→ TAREFAS
1: Liste todas as expressões do texto sobre o carnaval que contêm uma forma da palavra "querido".
2: Continue o texto sobre o carnaval a partir de onde ele termina.

→ FONTE
-*-*-

8. Aproveitando o silêncio dos trios, comecei a ler livros e revistas sobre o Rei Momo e sua festa. Não é que de repente encontrei esta página do saudoso Dom Hélder Câmara (1909-1999) sobre o carnaval, com a coragem que lhe era peculiar. E vou transcrevê-la.

     "CARNAVAL é a alegria popular. Direi mesmo, uma das raras alegrias que ainda sobram para a minha gente querida.  Peca-se muito no carnaval? Não sei o que pesa mais diante de Deus : se excessos, aqui e ali, cometidos por foliões , ou farisaísmo e falta de caridade por parte de quem se julga melhor e mais santo por não brincar o carnaval.  Brinque, meu povo querido! minha gente queridíssima. É verdade que na quarta-feira a luta recomeça, mas ao menos se pôs um pouco de sonho na realidade dura da vida!"

-*-*-

→ DADOS EXTRAÍDOS
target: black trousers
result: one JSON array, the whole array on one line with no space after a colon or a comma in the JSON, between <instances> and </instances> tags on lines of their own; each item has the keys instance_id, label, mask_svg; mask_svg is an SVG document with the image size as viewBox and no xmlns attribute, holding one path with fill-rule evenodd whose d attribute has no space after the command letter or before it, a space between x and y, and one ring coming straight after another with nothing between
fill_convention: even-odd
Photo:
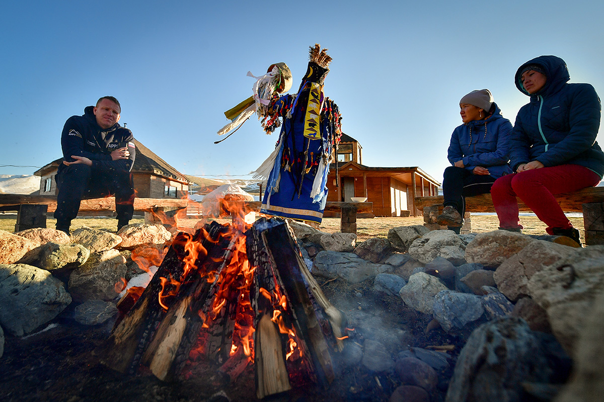
<instances>
[{"instance_id":1,"label":"black trousers","mask_svg":"<svg viewBox=\"0 0 604 402\"><path fill-rule=\"evenodd\" d=\"M69 224L77 216L80 203L85 198L115 196L117 219L127 221L134 213L134 185L130 172L113 171L92 174L92 168L83 163L62 169L55 176L59 195L54 218L57 223Z\"/></svg>"},{"instance_id":2,"label":"black trousers","mask_svg":"<svg viewBox=\"0 0 604 402\"><path fill-rule=\"evenodd\" d=\"M466 197L489 192L495 181L490 175L475 175L463 168L449 166L443 177L443 205L454 207L463 218Z\"/></svg>"}]
</instances>

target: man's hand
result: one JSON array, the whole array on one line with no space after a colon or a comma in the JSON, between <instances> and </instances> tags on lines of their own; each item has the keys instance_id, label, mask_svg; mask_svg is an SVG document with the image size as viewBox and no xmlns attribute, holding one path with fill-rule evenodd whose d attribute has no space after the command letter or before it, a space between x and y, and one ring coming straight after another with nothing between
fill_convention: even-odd
<instances>
[{"instance_id":1,"label":"man's hand","mask_svg":"<svg viewBox=\"0 0 604 402\"><path fill-rule=\"evenodd\" d=\"M79 163L83 163L84 165L88 165L89 166L92 166L92 161L88 158L84 157L83 156L77 156L76 155L72 155L71 157L75 159L72 162L68 162L63 160L63 164L69 166L70 165L77 165Z\"/></svg>"},{"instance_id":2,"label":"man's hand","mask_svg":"<svg viewBox=\"0 0 604 402\"><path fill-rule=\"evenodd\" d=\"M518 173L521 172L524 172L526 171L533 170L533 169L541 169L541 168L545 168L543 163L539 162L538 160L533 160L532 162L528 162L528 163L521 163L518 165L518 168L516 171Z\"/></svg>"},{"instance_id":3,"label":"man's hand","mask_svg":"<svg viewBox=\"0 0 604 402\"><path fill-rule=\"evenodd\" d=\"M130 151L128 151L127 147L124 146L111 152L111 160L127 159L129 156L130 156Z\"/></svg>"},{"instance_id":4,"label":"man's hand","mask_svg":"<svg viewBox=\"0 0 604 402\"><path fill-rule=\"evenodd\" d=\"M474 169L472 171L472 172L475 175L486 176L489 174L489 169L486 168L483 168L483 166L476 166L474 168Z\"/></svg>"}]
</instances>

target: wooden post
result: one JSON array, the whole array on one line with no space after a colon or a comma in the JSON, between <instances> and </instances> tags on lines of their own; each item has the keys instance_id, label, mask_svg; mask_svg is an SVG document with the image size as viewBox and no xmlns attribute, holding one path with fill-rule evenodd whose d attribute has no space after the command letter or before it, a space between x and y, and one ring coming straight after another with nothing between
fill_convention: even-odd
<instances>
[{"instance_id":1,"label":"wooden post","mask_svg":"<svg viewBox=\"0 0 604 402\"><path fill-rule=\"evenodd\" d=\"M585 244L604 244L604 203L583 204L582 207Z\"/></svg>"},{"instance_id":2,"label":"wooden post","mask_svg":"<svg viewBox=\"0 0 604 402\"><path fill-rule=\"evenodd\" d=\"M46 227L46 213L48 206L24 204L19 206L17 213L17 223L15 231L21 231L33 228Z\"/></svg>"},{"instance_id":3,"label":"wooden post","mask_svg":"<svg viewBox=\"0 0 604 402\"><path fill-rule=\"evenodd\" d=\"M415 172L411 172L411 188L413 192L413 198L411 198L411 215L414 216L417 216L417 209L415 206L415 199L417 196L417 191L416 189Z\"/></svg>"},{"instance_id":4,"label":"wooden post","mask_svg":"<svg viewBox=\"0 0 604 402\"><path fill-rule=\"evenodd\" d=\"M340 231L342 233L356 233L356 207L342 207Z\"/></svg>"},{"instance_id":5,"label":"wooden post","mask_svg":"<svg viewBox=\"0 0 604 402\"><path fill-rule=\"evenodd\" d=\"M367 195L367 174L365 172L363 173L363 190L365 193L365 196L368 198L368 201L369 196Z\"/></svg>"}]
</instances>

-*-*-

→ RESPOSTAS
1:
minha gente querida
meu povo querido
minha gente queridíssima

2:
9. Dom Hélder Câmara, cearense, que conheci pessoalmente; o incomparável e corajoso defensor dos direitos humanos! Nem os ditadores do golpe militar de 1964 ousaram tocar, ainda que de leve, nesse irrequieto prelado. Rebelou-se, desde a primeira hora, contra o regime político opressor. 
     Seu prestígio era tão grande perante o mundo que não o impediram de escrever o que quisesse, por exemplo, sobre o carnaval, hoje uma festa profana, absolvendo os foliões, pecadores ou não.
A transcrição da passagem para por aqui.